+++ Input +++

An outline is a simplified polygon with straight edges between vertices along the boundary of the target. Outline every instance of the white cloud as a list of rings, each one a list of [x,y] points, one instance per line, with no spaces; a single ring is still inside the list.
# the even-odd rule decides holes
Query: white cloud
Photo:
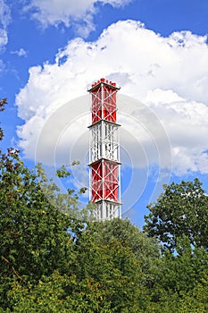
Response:
[[[30,0],[25,10],[32,13],[43,27],[58,25],[73,26],[78,33],[87,37],[94,30],[93,16],[97,12],[97,4],[109,4],[119,7],[131,0]]]
[[[0,48],[8,42],[7,26],[11,21],[11,13],[9,6],[4,0],[0,0]]]
[[[37,135],[43,131],[47,134],[48,144],[61,142],[64,136],[62,142],[67,140],[68,149],[73,142],[77,144],[83,131],[79,132],[79,129],[84,129],[88,121],[86,117],[79,127],[78,122],[88,104],[68,104],[64,118],[59,113],[63,112],[65,103],[86,94],[89,83],[105,77],[121,86],[121,93],[146,105],[129,111],[128,102],[122,106],[122,112],[130,119],[136,118],[138,125],[136,131],[133,123],[123,118],[125,114],[121,116],[124,132],[129,133],[128,140],[137,140],[140,145],[140,165],[160,164],[171,168],[172,162],[177,174],[208,173],[207,68],[206,37],[189,31],[162,38],[140,22],[125,21],[111,25],[96,42],[71,40],[58,52],[54,63],[29,69],[29,81],[16,98],[19,115],[25,121],[19,128],[20,145],[25,155],[33,158]],[[56,123],[50,125],[51,118]],[[64,127],[70,130],[67,135]],[[166,153],[169,148],[163,129],[171,141],[172,160]],[[57,130],[61,133],[55,138]],[[124,140],[125,145],[128,140]],[[42,146],[45,161],[49,151],[46,142]],[[58,148],[57,141],[54,145]],[[77,151],[85,155],[87,148],[81,150],[80,147]],[[128,148],[132,148],[129,153],[133,155],[134,144]]]
[[[12,51],[12,55],[17,55],[18,56],[27,56],[27,51],[25,51],[22,47],[19,50]]]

+++

Exercise aim -
Return all of the lines above word for word, but leave the pictures out of your reply.

Answer to the exercise -
An outline is a simplified polygon with straight edges between vertices along the boundary of the target. Outline every instance of the white cloud as a list of rings, each one a list of [x,y] points, one instance per line, with no spaces; a single ring is still inside the list.
# the even-odd rule decides holes
Query: white cloud
Photo:
Response:
[[[30,0],[25,10],[32,13],[43,27],[58,25],[73,26],[78,33],[87,37],[94,30],[93,16],[97,12],[97,4],[109,4],[119,7],[131,0]]]
[[[0,48],[8,42],[7,26],[11,21],[11,13],[9,6],[4,0],[0,0]]]
[[[37,135],[43,131],[47,134],[48,144],[61,142],[64,136],[62,142],[67,140],[68,149],[73,142],[77,144],[83,131],[79,132],[79,129],[84,129],[88,121],[86,117],[79,127],[78,122],[88,104],[68,104],[64,118],[59,113],[63,112],[65,103],[86,94],[89,83],[105,77],[121,86],[121,93],[146,105],[129,111],[128,102],[122,106],[122,112],[130,119],[136,118],[138,125],[136,131],[133,123],[123,118],[125,114],[121,116],[124,132],[129,133],[128,140],[137,140],[140,145],[140,165],[160,164],[171,168],[172,162],[177,174],[208,173],[207,68],[206,37],[189,31],[162,38],[140,22],[125,21],[111,25],[96,42],[71,40],[58,52],[54,63],[29,69],[29,81],[16,98],[19,115],[25,121],[19,128],[20,145],[25,155],[33,158]],[[56,123],[50,125],[51,118]],[[64,127],[70,130],[67,135]],[[166,153],[169,148],[163,129],[171,141],[172,160]],[[57,130],[61,133],[55,138]],[[124,140],[125,145],[128,140]],[[42,146],[45,161],[49,151],[46,142]],[[58,148],[57,141],[54,145]],[[77,151],[85,155],[87,148],[81,150],[80,147]],[[128,148],[132,148],[129,153],[133,155],[134,144]]]
[[[12,51],[12,55],[17,55],[18,56],[27,56],[27,51],[25,51],[22,47],[19,50]]]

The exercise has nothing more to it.